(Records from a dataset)
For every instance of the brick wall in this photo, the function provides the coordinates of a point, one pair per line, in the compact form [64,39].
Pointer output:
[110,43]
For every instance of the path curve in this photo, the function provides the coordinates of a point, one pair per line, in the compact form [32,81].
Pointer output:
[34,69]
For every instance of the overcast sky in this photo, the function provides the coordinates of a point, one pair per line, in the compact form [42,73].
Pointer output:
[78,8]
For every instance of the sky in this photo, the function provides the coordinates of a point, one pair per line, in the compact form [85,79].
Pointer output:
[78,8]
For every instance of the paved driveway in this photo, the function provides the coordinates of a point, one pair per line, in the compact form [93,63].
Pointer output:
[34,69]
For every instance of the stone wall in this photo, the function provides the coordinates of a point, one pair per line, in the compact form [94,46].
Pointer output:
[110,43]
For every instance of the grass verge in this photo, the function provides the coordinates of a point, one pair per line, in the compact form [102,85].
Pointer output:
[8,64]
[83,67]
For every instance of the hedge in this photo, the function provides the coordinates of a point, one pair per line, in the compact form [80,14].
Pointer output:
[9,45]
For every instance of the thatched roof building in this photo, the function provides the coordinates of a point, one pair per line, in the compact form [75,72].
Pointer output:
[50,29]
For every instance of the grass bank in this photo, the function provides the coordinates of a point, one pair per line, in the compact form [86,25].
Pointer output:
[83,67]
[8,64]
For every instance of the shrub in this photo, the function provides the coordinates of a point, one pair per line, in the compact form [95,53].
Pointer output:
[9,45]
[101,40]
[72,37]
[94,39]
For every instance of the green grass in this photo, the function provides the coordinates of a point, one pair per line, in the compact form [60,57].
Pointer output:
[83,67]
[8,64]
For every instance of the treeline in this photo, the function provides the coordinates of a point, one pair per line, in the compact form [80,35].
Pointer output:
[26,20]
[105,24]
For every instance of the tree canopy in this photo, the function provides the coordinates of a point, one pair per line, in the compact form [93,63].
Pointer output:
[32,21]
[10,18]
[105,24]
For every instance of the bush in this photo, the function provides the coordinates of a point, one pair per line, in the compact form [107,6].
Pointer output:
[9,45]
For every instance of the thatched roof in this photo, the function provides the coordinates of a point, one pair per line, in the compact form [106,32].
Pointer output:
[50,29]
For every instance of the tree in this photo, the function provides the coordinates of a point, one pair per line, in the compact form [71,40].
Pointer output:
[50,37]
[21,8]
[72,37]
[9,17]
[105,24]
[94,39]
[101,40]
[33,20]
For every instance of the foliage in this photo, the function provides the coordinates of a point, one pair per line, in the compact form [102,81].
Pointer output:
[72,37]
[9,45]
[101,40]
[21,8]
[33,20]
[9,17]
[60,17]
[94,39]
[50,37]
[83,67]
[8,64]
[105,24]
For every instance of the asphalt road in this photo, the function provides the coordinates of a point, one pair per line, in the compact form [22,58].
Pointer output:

WHAT TO PRODUCE.
A complete, exact copy of the entries above is what is wanted.

EXPECTED ANSWER.
For every instance of the brick wall in this photo, the function provides the coordinates of a point, one pair per line, in the compact form [64,39].
Pointer output:
[110,43]
For every instance of the path curve in this photo, the function provides the coordinates of a point, one pair per line, in the compact form [32,81].
Pointer output:
[34,69]
For every instance of the overcast sky in this photo, the function provides the coordinates of a point, one pair per line, in the compact form [42,73].
Pointer output:
[78,8]
For every instance of the sky in this photo, the function provides the coordinates of a point, one pair per line, in the compact form [85,79].
Pointer output:
[78,8]
For every instance of the paved driveway in this photo, the function provides the coordinates of a point, one pair per line, in the compact form [93,63].
Pointer output:
[34,69]
For every instance of the stone wall in this photo, the function provides the coordinates of a point, one pair per line, in the compact form [94,46].
Pointer output:
[110,43]
For every instance of the grass verge in this photo, the function provides the coordinates of a point, one pair per line, in the compact form [102,85].
Pointer output:
[8,64]
[83,67]
For every instance of the hedge in this photo, the function provides the coordinates of a point, one pair per line, in the compact form [80,14].
Pointer output:
[9,45]
For every instance of the thatched roof building in this photo, the function provides the coordinates of a point, one pair per line, in the compact form [75,72].
Pointer output:
[50,29]
For every instance of the grass bank in this photo, the function provides the coordinates of a point, one pair per line, in the compact form [86,25].
Pointer output:
[83,67]
[8,64]
For every instance of the shrub in this photo, the function provides the coordinates of a point, one pair per line, in the compact form [95,53].
Pointer output:
[9,45]
[101,40]
[72,37]
[94,39]
For every instance of the green grass in this photo, the function provides the coordinates of a point, one pair per line, in the compact form [60,57].
Pointer output:
[83,67]
[8,64]
For every instance of the treeline in this photo, the function provides the coordinates of a point, one pair per line, in the compact form [80,35].
Pointer output:
[26,20]
[105,24]
For every instance of the tree canopy in this photo, the function provides the coordinates of a point, one pair per line, in the compact form [93,63].
Pointer output:
[32,21]
[10,18]
[105,24]
For every instance of the bush in this photo, the function provides the coordinates of a point, one pair per line, in the compact form [107,6].
Pointer output:
[9,45]
For every instance of the thatched roof in this photo, the function provides the coordinates of a point, one pair per line, in the compact form [106,32].
Pointer output:
[50,29]
For every instance of the tree in this photo, the function provides the coordinates of a point, one pair per line, in the compact form [71,40].
Pointer output:
[50,37]
[21,8]
[72,37]
[9,17]
[105,24]
[94,39]
[101,40]
[33,20]
For every instance of the foliage in this photo, the function provides the coordinates of a point, one pair per line, in the compact form [102,81].
Pointer output:
[72,37]
[9,45]
[101,40]
[21,8]
[33,20]
[9,17]
[60,17]
[94,39]
[50,37]
[83,67]
[8,64]
[105,24]
For every instance of the asphalt road in this photo, the function provides the coordinates of a point, one pair per line, in the compact form [22,58].
Pointer output:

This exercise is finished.